■ **Exercise**: Transcribe every one of the lines below without changing anything.

Contour labeling items
· · · ·

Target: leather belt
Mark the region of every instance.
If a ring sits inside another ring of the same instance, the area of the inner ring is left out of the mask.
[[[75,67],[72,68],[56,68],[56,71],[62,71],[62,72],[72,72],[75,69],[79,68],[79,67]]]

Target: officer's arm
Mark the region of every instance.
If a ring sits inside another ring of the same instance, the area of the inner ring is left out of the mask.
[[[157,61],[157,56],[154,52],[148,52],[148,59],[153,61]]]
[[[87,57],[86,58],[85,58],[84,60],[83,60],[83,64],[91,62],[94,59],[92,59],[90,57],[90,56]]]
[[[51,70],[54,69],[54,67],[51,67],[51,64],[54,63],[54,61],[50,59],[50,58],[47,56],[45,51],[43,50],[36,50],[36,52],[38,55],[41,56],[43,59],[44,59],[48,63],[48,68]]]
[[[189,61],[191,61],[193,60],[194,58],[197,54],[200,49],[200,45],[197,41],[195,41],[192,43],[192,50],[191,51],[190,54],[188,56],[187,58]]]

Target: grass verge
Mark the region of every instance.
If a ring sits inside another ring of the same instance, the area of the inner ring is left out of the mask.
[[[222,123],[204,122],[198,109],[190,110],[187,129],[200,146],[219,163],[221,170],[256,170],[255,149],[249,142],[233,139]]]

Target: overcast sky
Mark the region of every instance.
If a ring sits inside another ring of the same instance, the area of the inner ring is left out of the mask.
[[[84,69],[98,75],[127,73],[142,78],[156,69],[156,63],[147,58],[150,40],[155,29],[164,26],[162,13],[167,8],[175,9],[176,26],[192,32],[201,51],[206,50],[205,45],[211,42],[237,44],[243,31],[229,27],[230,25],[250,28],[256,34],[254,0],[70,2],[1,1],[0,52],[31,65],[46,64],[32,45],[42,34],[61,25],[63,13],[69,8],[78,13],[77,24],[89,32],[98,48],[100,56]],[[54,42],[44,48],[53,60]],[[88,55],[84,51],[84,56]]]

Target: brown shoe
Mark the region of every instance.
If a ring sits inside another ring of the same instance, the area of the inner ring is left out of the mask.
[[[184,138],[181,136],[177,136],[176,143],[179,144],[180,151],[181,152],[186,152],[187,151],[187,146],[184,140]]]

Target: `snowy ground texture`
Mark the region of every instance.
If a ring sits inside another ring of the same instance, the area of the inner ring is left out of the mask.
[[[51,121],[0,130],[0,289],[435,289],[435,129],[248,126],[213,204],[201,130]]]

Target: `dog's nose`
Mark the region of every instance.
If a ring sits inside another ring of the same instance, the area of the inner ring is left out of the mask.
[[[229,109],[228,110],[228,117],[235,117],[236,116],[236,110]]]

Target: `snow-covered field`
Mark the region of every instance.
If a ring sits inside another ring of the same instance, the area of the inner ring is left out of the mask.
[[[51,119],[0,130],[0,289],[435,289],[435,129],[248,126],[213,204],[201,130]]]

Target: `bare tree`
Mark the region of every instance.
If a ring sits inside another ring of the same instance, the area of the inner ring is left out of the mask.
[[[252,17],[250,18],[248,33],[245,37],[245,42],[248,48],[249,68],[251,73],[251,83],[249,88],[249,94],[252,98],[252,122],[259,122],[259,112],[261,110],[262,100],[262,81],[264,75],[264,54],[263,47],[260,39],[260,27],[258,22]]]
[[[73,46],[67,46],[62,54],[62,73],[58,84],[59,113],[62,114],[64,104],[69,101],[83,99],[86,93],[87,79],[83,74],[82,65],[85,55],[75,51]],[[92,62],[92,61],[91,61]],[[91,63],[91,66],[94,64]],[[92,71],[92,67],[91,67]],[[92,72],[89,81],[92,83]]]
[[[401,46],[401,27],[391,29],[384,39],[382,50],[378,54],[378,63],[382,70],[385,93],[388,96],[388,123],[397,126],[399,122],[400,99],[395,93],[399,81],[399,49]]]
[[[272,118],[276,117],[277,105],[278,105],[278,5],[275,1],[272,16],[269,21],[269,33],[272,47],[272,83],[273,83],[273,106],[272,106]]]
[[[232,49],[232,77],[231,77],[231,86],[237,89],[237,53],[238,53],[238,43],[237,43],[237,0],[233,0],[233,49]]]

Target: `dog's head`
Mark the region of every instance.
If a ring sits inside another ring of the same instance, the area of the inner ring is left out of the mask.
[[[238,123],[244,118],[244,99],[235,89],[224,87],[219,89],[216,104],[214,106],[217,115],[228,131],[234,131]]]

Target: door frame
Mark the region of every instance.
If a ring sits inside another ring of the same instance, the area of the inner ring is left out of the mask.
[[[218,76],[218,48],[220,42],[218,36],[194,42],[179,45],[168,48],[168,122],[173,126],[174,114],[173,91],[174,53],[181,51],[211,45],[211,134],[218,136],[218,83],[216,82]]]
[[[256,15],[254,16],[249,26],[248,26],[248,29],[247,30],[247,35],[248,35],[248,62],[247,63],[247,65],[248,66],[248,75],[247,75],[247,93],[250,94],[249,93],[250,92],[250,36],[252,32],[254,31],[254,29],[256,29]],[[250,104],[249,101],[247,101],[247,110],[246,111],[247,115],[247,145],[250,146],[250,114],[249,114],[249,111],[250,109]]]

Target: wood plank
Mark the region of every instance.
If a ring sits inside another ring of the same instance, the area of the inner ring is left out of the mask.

· · · ·

■ **Exercise response**:
Target: leather belt
Mark the region of every instance.
If a ring sits inside another ring of the same instance, the area of the inner ring is left out of the mask.
[[[75,67],[72,68],[56,68],[56,71],[62,71],[62,72],[72,72],[75,69],[79,68],[79,67]]]

Target: officer's arm
Mark the region of every instance.
If a ring sits inside another ring of the same instance, the area of the inner ring is left out of the mask.
[[[157,61],[157,56],[154,52],[148,52],[148,59],[153,61]]]
[[[87,57],[86,58],[85,58],[84,60],[83,60],[83,64],[91,62],[94,59],[92,59],[90,57],[90,56]]]
[[[51,70],[54,69],[54,67],[51,67],[51,64],[54,63],[54,61],[50,59],[50,58],[47,56],[45,51],[43,50],[36,50],[36,52],[38,55],[41,56],[43,59],[44,59],[48,63],[48,68]]]
[[[189,61],[191,61],[193,60],[194,58],[197,54],[200,49],[200,45],[197,41],[195,41],[192,43],[192,50],[191,51],[190,54],[188,56],[187,58]]]

Target: grass verge
Mark the region of every instance.
If a ring sits inside another ring of the same instance, the area of the inner ring is left out of the mask.
[[[222,123],[204,122],[198,109],[190,110],[187,129],[200,146],[219,163],[221,170],[256,170],[255,149],[249,142],[233,139]]]

Target: overcast sky
Mark the region of every instance.
If a ring sits inside another ring of the same instance, the area of the inner ring is left out of the mask.
[[[84,69],[98,75],[127,73],[142,78],[156,69],[156,63],[147,58],[150,40],[155,29],[164,26],[162,13],[167,8],[175,9],[176,26],[192,32],[201,51],[206,50],[205,45],[211,42],[237,44],[243,31],[229,27],[230,25],[250,28],[256,34],[254,0],[70,2],[1,1],[0,52],[31,65],[46,64],[32,45],[42,34],[61,25],[63,13],[69,8],[78,13],[77,24],[89,32],[98,48],[100,56]],[[54,42],[44,48],[53,60]],[[88,55],[84,51],[84,56]]]

Target: brown shoe
Mark the region of every instance.
If a ring sits inside another ring of the same instance, the area of the inner ring is left out of the mask.
[[[184,138],[181,136],[177,136],[176,143],[179,144],[180,151],[181,152],[186,152],[187,151],[187,146],[184,140]]]

Target: `snowy ground texture`
Mark the region of every instance.
If a ring sits inside another ring of the same instance, the area of the inner ring is left out of the mask.
[[[51,121],[0,130],[0,289],[435,289],[435,129],[248,126],[213,204],[201,130]]]

Target: `dog's nose`
Mark the region of every instance.
If a ring sits inside another ring of the same instance, the area of the inner ring is left out of the mask.
[[[229,109],[228,110],[228,117],[235,117],[236,116],[236,110]]]

Target: `snow-covered field`
Mark the region of every instance.
If a ring sits inside another ring of the same instance, the area of the inner ring is left out of the mask.
[[[51,119],[0,130],[0,289],[435,289],[435,129],[248,126],[213,204],[201,130]]]

Target: `bare tree`
Mark the region of every instance.
If a ring sits inside another ring of the same instance, the area of the inner ring is left out of the mask.
[[[252,17],[250,18],[248,33],[245,37],[245,42],[248,48],[249,68],[251,73],[251,83],[249,88],[249,94],[252,98],[252,122],[259,122],[259,112],[261,110],[262,100],[262,81],[264,75],[264,54],[263,47],[260,39],[260,27],[258,22]]]
[[[73,46],[67,46],[62,54],[62,73],[58,84],[59,113],[62,114],[64,104],[69,101],[83,99],[86,93],[87,79],[83,74],[82,65],[85,55],[75,51]],[[92,62],[92,61],[91,61]],[[91,63],[91,66],[94,64]],[[92,71],[92,67],[91,67]],[[92,72],[89,81],[92,83]]]
[[[401,46],[401,27],[391,29],[384,39],[382,50],[378,54],[378,63],[382,70],[385,93],[388,96],[388,123],[397,126],[399,122],[400,99],[395,93],[399,81],[399,49]]]
[[[272,118],[276,117],[277,105],[278,105],[278,5],[275,1],[272,16],[269,21],[269,33],[272,47],[272,83],[273,83],[273,106],[272,106]]]
[[[232,49],[232,77],[231,77],[231,86],[237,89],[237,53],[238,53],[238,43],[237,43],[237,0],[233,0],[233,49]]]

Target: `dog's head`
Mark the region of every instance.
If a ring sits inside another ring of the same instance, the area of the inner ring is left out of the mask.
[[[238,123],[244,118],[244,99],[235,89],[224,87],[219,89],[216,104],[214,106],[217,115],[228,131],[234,131]]]

Target: door frame
Mark the region of every instance.
If a ring sits inside another ring of the same instance, the area of the inner ring is left out of the mask.
[[[218,76],[218,48],[220,42],[218,36],[194,42],[179,45],[168,48],[168,122],[173,126],[174,114],[173,91],[174,53],[181,51],[211,45],[211,134],[218,136],[218,83],[216,82]]]
[[[256,15],[254,16],[249,26],[248,26],[248,29],[247,30],[247,35],[248,35],[248,62],[247,63],[247,65],[248,66],[248,75],[247,75],[247,93],[250,94],[249,93],[250,92],[250,36],[252,32],[254,31],[254,29],[256,29]],[[250,104],[249,101],[247,101],[247,110],[246,111],[247,115],[247,145],[250,146],[250,114],[249,114],[249,111],[250,109]]]

Target: wood plank
Mark the region of every instance.
If a ring sits inside another ring of the same instance, the area of the inner ring is left out of the mask.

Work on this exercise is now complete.